━━━ 本文 ━━━

時短勤務やテレワーク…柔軟な働き方の導入

育児・介護休業法では、事業主は、3歳に満たない子を養育する従業員について、従業員が希望すれば利用できる、短時間勤務制度を設けなければならないと定められています。
なお、何歳までの取得を可能にするかは各事業所の判断となります。

どう連携したら、育休取得者が抜けても負担なく業務が回せるのか、育休取得推進のキャンペーンを考えるのは、実は事業計画を見直すことにもつながります。
「人手が足りなくなる」と考えるのではなく「仕事のやり方を考えるチャンス」と考え、業務の棚卸のきっかけとしてはいかがでしょうか。

わが社にも新米パパ続々登場!

最後に弊社S田氏の育休パパ奮戦記をご紹介します。
※愛情大爆発ゆえ、一部濃ゆい表現がございますことをご了承ください※

パパスペック:
4月第一子誕生(男児)
奥さんがかなりのしっかり者。奥さんが大好きであることを公言してはばからないことは社内でも有名な話。

まずは第一子ご誕生おめでとうございます。 育休取得状況を教えてください。

2021年4月22日に息子が誕生し、5日間の入院を経てから14日間の育休を取りました。もっと触れ合っていたい気持ちはありましたが、我が家は妻と相談の結果、この期間となりました。

コロナ禍で出産の立ち合いも制限される中、奥様とこの出産を乗り切ったときの気持ちは。

痛みに耐え、頑張る妻の姿を見て、『この勇敢な兵(つわもの)を全霊をもって支えるが夫の宿命(さだめ)』と心が叫んだのです。
そこから3時間ほど、妻と私はさながら、決死の覚悟でリングで戦うファイターと、必死の応援で支えようとするセコンドでありました。

━━━ 提供データ ━━━

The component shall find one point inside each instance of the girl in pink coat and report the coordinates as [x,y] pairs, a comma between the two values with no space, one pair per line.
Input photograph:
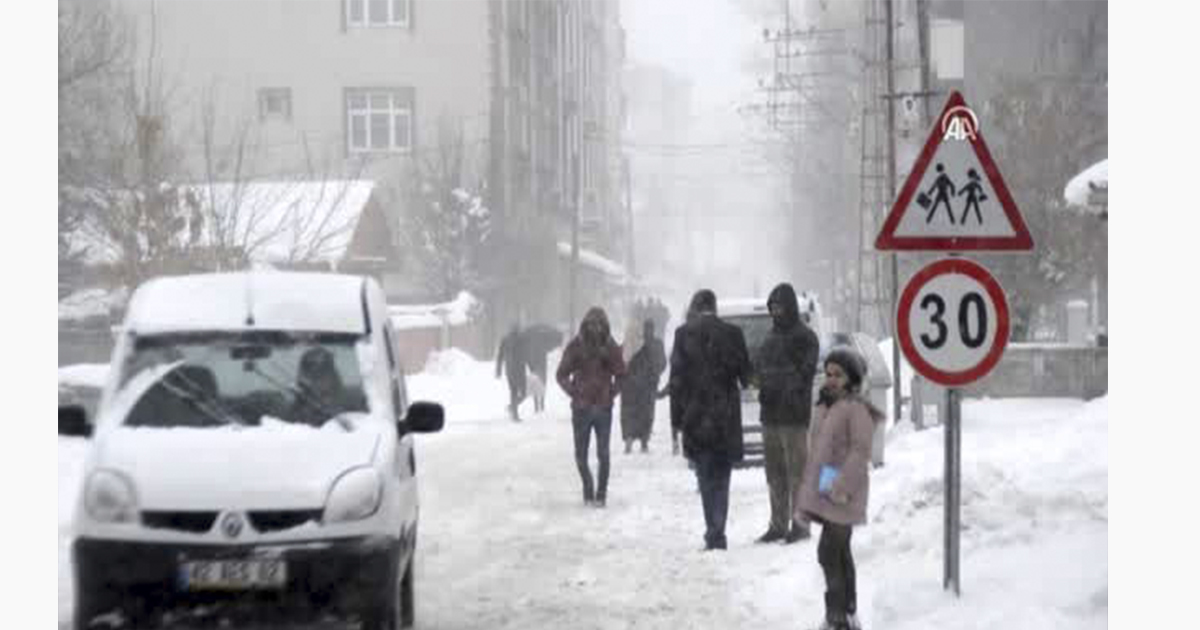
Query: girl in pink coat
[837,479]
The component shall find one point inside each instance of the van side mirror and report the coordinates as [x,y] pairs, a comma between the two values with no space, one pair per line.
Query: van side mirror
[424,418]
[73,421]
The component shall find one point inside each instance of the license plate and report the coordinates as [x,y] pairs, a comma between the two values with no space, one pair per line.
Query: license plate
[233,575]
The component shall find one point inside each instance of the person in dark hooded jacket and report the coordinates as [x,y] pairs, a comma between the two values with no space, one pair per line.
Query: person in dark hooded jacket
[511,358]
[709,364]
[591,372]
[786,366]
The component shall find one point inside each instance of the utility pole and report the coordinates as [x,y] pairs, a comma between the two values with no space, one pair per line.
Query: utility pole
[892,190]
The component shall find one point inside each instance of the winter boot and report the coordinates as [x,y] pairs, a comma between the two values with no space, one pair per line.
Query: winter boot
[797,533]
[772,535]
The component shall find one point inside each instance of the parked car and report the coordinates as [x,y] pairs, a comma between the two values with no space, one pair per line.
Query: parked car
[751,316]
[252,453]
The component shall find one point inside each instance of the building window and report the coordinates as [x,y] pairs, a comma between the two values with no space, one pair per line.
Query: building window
[275,103]
[366,13]
[379,120]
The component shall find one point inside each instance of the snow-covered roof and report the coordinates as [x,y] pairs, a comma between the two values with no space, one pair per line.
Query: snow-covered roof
[456,313]
[279,300]
[90,303]
[280,222]
[588,258]
[1080,187]
[739,306]
[292,221]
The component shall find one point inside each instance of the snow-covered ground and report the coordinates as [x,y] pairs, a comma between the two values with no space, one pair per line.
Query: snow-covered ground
[505,541]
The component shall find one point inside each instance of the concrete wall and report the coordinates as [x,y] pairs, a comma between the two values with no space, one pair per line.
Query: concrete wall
[232,48]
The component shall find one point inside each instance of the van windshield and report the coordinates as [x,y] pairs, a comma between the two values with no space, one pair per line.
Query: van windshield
[222,378]
[755,329]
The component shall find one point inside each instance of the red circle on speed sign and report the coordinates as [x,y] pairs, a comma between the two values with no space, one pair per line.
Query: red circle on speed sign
[953,322]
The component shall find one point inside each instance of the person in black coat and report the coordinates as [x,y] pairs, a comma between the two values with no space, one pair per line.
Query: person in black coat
[639,389]
[511,358]
[786,366]
[709,364]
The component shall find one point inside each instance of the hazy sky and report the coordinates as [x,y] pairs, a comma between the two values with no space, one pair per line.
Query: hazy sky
[703,40]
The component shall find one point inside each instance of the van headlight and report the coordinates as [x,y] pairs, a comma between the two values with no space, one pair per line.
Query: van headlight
[355,496]
[109,498]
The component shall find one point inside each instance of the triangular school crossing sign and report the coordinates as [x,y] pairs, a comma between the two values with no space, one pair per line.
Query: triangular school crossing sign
[954,198]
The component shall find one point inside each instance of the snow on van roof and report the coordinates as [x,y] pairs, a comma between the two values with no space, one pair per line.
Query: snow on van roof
[738,306]
[277,300]
[735,306]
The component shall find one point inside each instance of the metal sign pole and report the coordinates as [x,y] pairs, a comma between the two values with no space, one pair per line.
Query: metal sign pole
[953,490]
[947,498]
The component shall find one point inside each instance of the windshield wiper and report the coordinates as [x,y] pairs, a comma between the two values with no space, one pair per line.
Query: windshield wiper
[306,396]
[201,400]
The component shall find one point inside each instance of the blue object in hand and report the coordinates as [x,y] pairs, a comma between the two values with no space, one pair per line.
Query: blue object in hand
[825,483]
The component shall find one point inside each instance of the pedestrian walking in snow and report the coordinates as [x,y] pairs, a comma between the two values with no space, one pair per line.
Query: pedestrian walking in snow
[591,373]
[837,480]
[511,359]
[709,364]
[539,341]
[786,366]
[943,191]
[640,388]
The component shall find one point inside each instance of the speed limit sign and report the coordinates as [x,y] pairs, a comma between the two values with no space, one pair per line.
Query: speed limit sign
[953,322]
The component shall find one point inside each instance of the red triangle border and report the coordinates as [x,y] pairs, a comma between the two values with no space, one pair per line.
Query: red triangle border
[887,239]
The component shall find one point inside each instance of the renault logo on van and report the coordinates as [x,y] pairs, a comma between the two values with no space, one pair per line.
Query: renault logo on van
[232,526]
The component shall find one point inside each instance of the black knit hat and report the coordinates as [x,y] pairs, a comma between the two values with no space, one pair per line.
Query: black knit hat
[851,363]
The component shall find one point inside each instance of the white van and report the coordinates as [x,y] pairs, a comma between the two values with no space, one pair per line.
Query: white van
[252,457]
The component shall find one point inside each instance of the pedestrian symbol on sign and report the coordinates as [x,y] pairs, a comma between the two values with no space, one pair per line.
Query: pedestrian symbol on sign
[954,180]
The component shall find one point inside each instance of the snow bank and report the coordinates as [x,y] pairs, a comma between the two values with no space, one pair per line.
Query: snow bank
[1035,514]
[90,303]
[456,312]
[471,391]
[613,270]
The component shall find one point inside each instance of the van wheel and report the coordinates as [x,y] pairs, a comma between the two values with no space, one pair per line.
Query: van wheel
[394,607]
[91,600]
[407,611]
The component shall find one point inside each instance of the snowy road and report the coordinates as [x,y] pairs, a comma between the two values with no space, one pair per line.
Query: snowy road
[523,551]
[505,543]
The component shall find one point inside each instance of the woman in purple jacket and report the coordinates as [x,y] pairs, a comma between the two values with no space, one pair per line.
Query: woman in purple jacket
[837,479]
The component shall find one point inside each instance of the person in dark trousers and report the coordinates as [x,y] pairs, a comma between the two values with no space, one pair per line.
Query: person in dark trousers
[785,365]
[639,389]
[591,372]
[511,358]
[837,480]
[709,363]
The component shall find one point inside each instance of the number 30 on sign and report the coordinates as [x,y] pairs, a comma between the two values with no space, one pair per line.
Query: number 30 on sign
[953,322]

━━━

やること:
[1] 本文の「時短勤務やテレワーク…柔軟な働き方の導入」から「最後に弊社S田氏の育休パパ奮戦記をご紹介します。」までを、「テレワーク」を「在宅勤務」に置き換えて書き直してください。
[2] 育休についての本文を、最後の文のあとから書き継ぐ。

作業結果:
[1]
時短勤務や在宅勤務…柔軟な働き方の導入

育児・介護休業法では、事業主は、3歳に満たない子を養育する従業員について、従業員が希望すれば利用できる、短時間勤務制度を設けなければならないと定められています。
なお、何歳までの取得を可能にするかは各事業所の判断となります。

どう連携したら、育休取得者が抜けても負担なく業務が回せるのか、育休取得推進のキャンペーンを考えるのは、実は事業計画を見直すことにもつながります。
「人手が足りなくなる」と考えるのではなく「仕事のやり方を考えるチャンス」と考え、業務の棚卸のきっかけとしてはいかがでしょうか。

わが社にも新米パパ続々登場!

最後に弊社S田氏の育休パパ奮戦記をご紹介します。

[2]
そして生まれる新たな命。儚くも尊き生のきらめき。Welcome to my life.

(…濃ゆいな…)入院中は面会禁止だったということで、退院してからが育休本番となったわけですね。
S田氏には強力な助っ人がいたということでしたが。

そうなんです。妻の両親がしばらく手伝ってくれていたのも、育休期間が比較的短かった理由です。もし助っ人がいなかったら、もっと長く、何カ月の単位で育休をとる必要があったと思ってます。本当に義母には感謝の言葉しかないですね。
なにせ義母は3人の子供を育て上げ、さらに3人の孫をあやしてきた猛者です。ものすごく心強かったです。
いろいろと育児の心得を教えてもらって、本当に気持ちが楽になりました。ネットで育児の心得を検索するよりも、経験者のお話を聞くのが一番ですよ。
ネットで検索なんかしたら不安になるばっかりだから!これはマジでやめた方がいいです。これから赤ちゃんが生まれるご家庭のみなさん!下手に検索しないで、周りの人の話を聞こう!

育休中にやったことを教えてください。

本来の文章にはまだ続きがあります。